:: Problem requirements ::
An exact, complete copy of the entries that follow is needed.

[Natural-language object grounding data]

◆ ◆ ◆ ◆ ◆

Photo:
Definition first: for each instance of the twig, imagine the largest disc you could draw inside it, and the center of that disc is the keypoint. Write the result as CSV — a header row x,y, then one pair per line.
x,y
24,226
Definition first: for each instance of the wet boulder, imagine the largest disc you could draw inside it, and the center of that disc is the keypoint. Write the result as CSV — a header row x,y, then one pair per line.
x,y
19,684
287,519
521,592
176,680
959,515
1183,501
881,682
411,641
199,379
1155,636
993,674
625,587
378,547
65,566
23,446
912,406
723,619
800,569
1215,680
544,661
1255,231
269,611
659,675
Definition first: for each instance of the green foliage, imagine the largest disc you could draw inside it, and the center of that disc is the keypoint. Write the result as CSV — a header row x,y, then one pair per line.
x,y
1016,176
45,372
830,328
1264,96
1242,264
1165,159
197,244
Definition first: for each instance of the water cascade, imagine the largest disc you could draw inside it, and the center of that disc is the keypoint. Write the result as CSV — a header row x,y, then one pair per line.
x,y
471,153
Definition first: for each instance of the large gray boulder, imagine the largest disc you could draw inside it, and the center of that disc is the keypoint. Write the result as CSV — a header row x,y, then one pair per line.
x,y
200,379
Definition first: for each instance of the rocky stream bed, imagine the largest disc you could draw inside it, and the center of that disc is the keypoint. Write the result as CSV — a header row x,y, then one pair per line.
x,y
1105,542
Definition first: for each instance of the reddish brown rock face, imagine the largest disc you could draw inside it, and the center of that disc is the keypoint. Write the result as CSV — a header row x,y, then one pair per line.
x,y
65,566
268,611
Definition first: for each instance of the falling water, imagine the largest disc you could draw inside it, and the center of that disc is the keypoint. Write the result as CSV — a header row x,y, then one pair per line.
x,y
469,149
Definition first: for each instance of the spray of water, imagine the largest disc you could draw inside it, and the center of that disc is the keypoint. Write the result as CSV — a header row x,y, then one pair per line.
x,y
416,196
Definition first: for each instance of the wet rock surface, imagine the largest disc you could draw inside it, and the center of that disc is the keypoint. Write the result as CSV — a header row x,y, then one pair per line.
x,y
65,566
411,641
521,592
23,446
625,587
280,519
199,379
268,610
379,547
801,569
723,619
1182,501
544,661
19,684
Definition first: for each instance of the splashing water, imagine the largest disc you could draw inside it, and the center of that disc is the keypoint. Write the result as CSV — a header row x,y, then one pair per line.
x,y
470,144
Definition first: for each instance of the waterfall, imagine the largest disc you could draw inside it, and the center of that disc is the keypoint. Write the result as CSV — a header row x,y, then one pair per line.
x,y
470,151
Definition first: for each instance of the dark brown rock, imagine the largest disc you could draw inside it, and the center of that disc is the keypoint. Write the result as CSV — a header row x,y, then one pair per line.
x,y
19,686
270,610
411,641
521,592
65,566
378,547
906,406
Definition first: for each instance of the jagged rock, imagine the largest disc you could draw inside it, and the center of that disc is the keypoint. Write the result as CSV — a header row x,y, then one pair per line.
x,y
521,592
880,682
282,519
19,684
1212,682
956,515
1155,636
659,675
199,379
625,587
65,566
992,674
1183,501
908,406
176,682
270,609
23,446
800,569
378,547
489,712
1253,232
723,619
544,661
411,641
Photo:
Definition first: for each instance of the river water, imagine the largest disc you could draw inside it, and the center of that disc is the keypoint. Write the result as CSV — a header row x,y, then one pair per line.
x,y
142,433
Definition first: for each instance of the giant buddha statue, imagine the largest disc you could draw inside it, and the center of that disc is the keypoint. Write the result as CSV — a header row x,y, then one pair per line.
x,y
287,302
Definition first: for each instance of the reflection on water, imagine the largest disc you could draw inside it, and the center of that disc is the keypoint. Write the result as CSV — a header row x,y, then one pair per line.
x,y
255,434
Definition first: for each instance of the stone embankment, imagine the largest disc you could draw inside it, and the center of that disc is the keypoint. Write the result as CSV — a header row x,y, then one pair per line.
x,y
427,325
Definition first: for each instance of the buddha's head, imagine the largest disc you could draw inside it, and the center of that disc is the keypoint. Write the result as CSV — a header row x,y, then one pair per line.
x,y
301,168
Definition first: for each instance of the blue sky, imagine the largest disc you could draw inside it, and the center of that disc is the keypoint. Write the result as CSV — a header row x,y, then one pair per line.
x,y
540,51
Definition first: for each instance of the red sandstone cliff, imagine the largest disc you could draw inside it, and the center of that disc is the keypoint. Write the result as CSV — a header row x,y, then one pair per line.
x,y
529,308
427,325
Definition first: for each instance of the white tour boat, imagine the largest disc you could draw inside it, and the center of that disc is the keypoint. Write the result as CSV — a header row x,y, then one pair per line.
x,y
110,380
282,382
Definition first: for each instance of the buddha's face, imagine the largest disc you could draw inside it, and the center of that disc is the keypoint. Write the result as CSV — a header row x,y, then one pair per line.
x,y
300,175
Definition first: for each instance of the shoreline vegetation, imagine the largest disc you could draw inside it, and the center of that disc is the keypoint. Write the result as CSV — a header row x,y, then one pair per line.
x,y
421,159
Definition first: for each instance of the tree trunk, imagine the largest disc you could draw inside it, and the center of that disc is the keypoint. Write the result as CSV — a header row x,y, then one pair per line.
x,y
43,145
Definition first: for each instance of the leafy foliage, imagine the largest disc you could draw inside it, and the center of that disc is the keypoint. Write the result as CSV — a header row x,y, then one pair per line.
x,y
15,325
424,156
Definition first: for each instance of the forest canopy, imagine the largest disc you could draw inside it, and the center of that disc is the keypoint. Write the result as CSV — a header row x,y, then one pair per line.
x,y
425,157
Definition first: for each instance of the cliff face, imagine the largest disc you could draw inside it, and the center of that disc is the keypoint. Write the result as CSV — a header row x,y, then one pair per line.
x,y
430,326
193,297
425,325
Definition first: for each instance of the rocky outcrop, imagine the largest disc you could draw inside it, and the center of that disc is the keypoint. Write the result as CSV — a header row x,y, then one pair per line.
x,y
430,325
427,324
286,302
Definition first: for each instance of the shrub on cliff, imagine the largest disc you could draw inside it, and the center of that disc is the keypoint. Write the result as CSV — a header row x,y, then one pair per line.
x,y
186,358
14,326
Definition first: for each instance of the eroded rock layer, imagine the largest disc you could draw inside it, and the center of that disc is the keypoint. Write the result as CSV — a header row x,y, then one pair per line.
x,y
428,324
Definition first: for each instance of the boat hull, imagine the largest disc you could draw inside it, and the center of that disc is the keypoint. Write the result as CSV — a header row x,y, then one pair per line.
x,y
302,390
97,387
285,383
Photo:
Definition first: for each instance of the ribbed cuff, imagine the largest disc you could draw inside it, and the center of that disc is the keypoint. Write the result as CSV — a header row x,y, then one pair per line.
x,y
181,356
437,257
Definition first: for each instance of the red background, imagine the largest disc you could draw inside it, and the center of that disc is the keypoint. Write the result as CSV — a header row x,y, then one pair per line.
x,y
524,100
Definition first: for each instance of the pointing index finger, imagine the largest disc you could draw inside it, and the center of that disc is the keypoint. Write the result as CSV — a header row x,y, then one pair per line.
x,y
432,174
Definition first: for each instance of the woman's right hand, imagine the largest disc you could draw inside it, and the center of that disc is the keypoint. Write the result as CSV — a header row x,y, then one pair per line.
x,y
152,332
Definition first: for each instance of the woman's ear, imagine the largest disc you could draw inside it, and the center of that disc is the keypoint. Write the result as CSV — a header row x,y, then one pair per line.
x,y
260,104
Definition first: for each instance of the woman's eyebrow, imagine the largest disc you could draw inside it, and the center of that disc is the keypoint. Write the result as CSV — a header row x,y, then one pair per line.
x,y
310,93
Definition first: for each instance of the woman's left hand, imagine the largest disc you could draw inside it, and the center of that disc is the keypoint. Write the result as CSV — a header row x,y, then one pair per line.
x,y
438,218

◆ ◆ ◆ ◆ ◆

:: Response ::
Photo:
Definition first: for each instance of the twig, imagine the largest disc you could draw inside it, and the center of that disc is the keypoint. Write the result as CSV — a header row x,y, then one pair per line.
x,y
24,226
Definition first: for each instance of the wet boulder, imagine the largest disc you could draw inside it, and the center of that disc is the keypoint. Write the result as CSV — a header row x,y, then one pair per line.
x,y
19,684
287,519
521,592
176,680
959,515
1183,501
881,682
411,641
199,379
1155,636
993,674
625,587
378,547
65,566
23,446
912,406
723,619
800,569
1215,680
544,661
1255,231
269,611
659,675
Definition first: for each instance of the green foliage, imagine the largest disc you could draw inside it, and the center of that disc is the keypoint. Write the result as CSV — a header row x,y, then one pair per line.
x,y
1016,176
45,372
830,328
1264,96
1242,264
1165,159
197,244
Definition first: for each instance of the water cascade, imagine the largest disc you could draw inside it, and the center of that disc is the keypoint. Write the result as CSV — a header row x,y, then one pair per line.
x,y
471,153
Definition first: for each instance of the large gray boulder, imagine the largest disc you could draw inside it, and the center of that disc is the keypoint. Write the result as CSV — a header row x,y, then one pair per line.
x,y
200,379
Definition first: for each instance of the rocky stream bed, imagine the largest disc you could draw inside it, and the center of that disc is the keypoint. Write the result as CSV — a header row x,y, then one pair per line.
x,y
1105,542
Definition first: for each instance of the reddish brown rock face, imagine the largest disc you could draw inside it, and the center of that disc is the keypoint. Write the result as CSV — a header row x,y, then one pair per line.
x,y
65,566
268,611
Definition first: for each instance of the falling water, imagine the largest disc you could draw inside it, and the center of that disc is the keypoint. Write the result as CSV — a header row x,y, then one pair per line.
x,y
469,149
Definition first: for each instance of the spray of water, imagine the largest disc you could draw inside it, and the center of that disc is the keypoint. Write the result as CSV — a header row x,y, then one pair per line.
x,y
416,196
Definition first: for each instance of the wet rock surface, imagine the largest disc you could draw inside it, and the center of that disc is the keypoint. Write the result as CSV — a header row x,y, then one pair per line.
x,y
65,566
411,641
521,592
23,446
625,587
280,519
199,379
268,610
379,547
801,569
723,619
1182,501
544,661
19,684
Definition first: for each instance of the splashing water, imagine the largest disc you could draw inside it, and the center of that disc is the keypoint. Write the result as CSV — a header row x,y, then one pair per line.
x,y
470,144
Definition first: for each instance of the waterfall, imagine the largest disc you could draw inside it, and the center of that disc is the keypoint. Write the result as CSV — a header row x,y, then one pair per line.
x,y
470,151
Definition first: for each instance of the dark brown rock, imagine the largest disc you could draw inside it, and the center of that disc is the keypoint. Write the result as CSV — a header row x,y, then one pair per line.
x,y
19,686
270,610
411,641
521,592
65,566
378,547
906,406
Definition first: for each instance of the jagged rock, imagine the largest disc you could draw inside it, and the center of that disc is the keypoint. Write the result as CSV — a header row x,y, then one pair per line.
x,y
521,592
880,682
282,519
19,684
1212,682
956,515
1155,636
659,675
199,379
625,587
65,566
992,674
1183,501
908,406
176,682
270,609
23,446
800,569
378,547
489,712
1253,232
723,619
544,661
411,641
Photo:
Definition first: for each instance of the river water, imagine the largest disc you could draw inside it, and the center of that disc is the keypoint. Write the result as CSV — a header row x,y, then one pair per line.
x,y
142,433
Definition first: for each instance of the giant buddha statue, imagine the largest disc you could draw inside it, and the center of that disc is the keypoint. Write the result as CSV — a header row x,y, then one pair per line.
x,y
287,302
Definition first: for each instance of the reflection on water, imagine the largest disc you could draw inside it, and the center of that disc is the keypoint. Write the result as CSV — a header row x,y, then one pair per line.
x,y
255,434
Definition first: for each instance of the stone embankment, imagine the largest disc you could draw inside it, and the center of that disc is the keypoint. Write the result as CSV — a header row x,y, then one pair per line.
x,y
427,325
Definition first: for each instance of the buddha's head, imagine the largest disc you could draw inside it, and the center of that disc is the keypoint. Write the result as CSV — a header row x,y, then one pair per line.
x,y
301,168
Definition first: for each instance of the blue sky, imagine the largest disc you could draw inside it, and the center of that disc is the keypoint. Write the result as CSV — a header row x,y, then one pair per line.
x,y
540,51
Definition first: for each instance of the red sandstone cliff, imagine the largest disc you could draw inside it, and the center of that disc is the keypoint. Write the result as CSV — a header row x,y, then one pair per line.
x,y
529,308
427,325
Definition first: for each instance of the white tour boat, imagine the largest disc you could draw inside it, and the center of that disc is the keypoint. Write the result as CSV — a header row x,y, then one pair per line.
x,y
110,380
282,382
Definition first: for each instance of the buddha's face, imagine the largest disc you could draw inside it, and the center of that disc is the keypoint. Write the result as CSV — a header row x,y, then one pair per line.
x,y
300,175
Definition first: for each instance of the shoreline vegetation, imagine the largest disc you could draw inside it, and the center of that disc is the keypoint. Write the result as CSV — a header row x,y, then one pair per line.
x,y
421,159
Definition first: for each instance of the tree trunk, imagine the largest disc you could draw inside it, and the center of that disc is the keypoint. Write the result as CSV — a header row x,y, then one pair per line.
x,y
43,145
Definition first: for each instance of the leafy foliage, imagine the largest disc you could draw inside it, and the center of that disc is the keypoint. Write the result as CSV — a header row x,y, then one pair per line.
x,y
15,325
424,156
Definition first: for each instance of the forest canopy, imagine the largest disc you could draw inside it, and the center of that disc is the keypoint. Write the result as CSV — a header row x,y, then one pair per line.
x,y
425,157
Definition first: for each instance of the cliff face, imagine the largest disc you could draw inside it, and the center of that disc is the keypoint. Write the result as CSV — a header row x,y, then one pair per line.
x,y
430,326
193,297
425,325
Definition first: for each instance of the rocky outcrop, imagine the largest disc you could draw inside it, and the center of that disc is the keypoint. Write the result as CSV — a header row x,y, then one pair per line.
x,y
430,325
427,324
286,302
Definition first: for each instance of the shrub on cliff, imagine the largest disc you could draw inside it, and the center of that disc is the keypoint. Write the result as CSV — a header row x,y, then one pair per line.
x,y
186,358
14,326
Definition first: for each instance of the eroded rock layer, imagine the largest disc you could draw inside it, and the center of that disc is the keypoint. Write the result as CSV — a header row x,y, then one pair per line.
x,y
428,324
Definition first: for each instance of the boat hull, imagine the largest disc you could draw inside it, and the center of that disc is the keypoint. Write the result as CSV — a header row x,y, then one pair per line.
x,y
302,390
97,387
285,383
Photo:
Definition first: for each instance of the ribbed cuff, imagine the largest disc you could draw inside it, and the center of that disc is the keypoint. Write the result as CSV — a header row x,y, then one pair per line.
x,y
181,356
437,257
Definition first: for each instance of the red background, imagine the largest disc you could draw inside it, and the center of that disc is the keypoint. Write the result as CSV — a header row x,y, then one pair per line.
x,y
524,100
Definition first: for each instance of the pointing index finger, imagine the largest disc you could draw inside it, and the center of that disc is the keypoint. Write the result as CSV — a header row x,y, then one pair per line.
x,y
432,174
Definition first: for each instance of the woman's right hand, imagine the largest disc you could draw inside it, and the center of that disc is the keypoint. Write the result as CSV — a header row x,y, then one pair per line.
x,y
152,332
Definition first: for each instance of the woman's ear, imagine the largest disc you could draw inside it, and the center of that disc is the keypoint. Write the result as CSV — a header row x,y, then one pair per line.
x,y
260,104
Definition first: for each instance of the woman's eyebrow, imagine the largest disc you could draw inside it, and the center of that disc is the keypoint. Write the result as CSV — a header row x,y, then one pair per line.
x,y
310,93
Definition first: for each instance of the woman's left hand, imagine the largest disc you could draw inside it, and the center of that disc is the keypoint. Write the result as CSV — a header row x,y, then one pair per line.
x,y
438,218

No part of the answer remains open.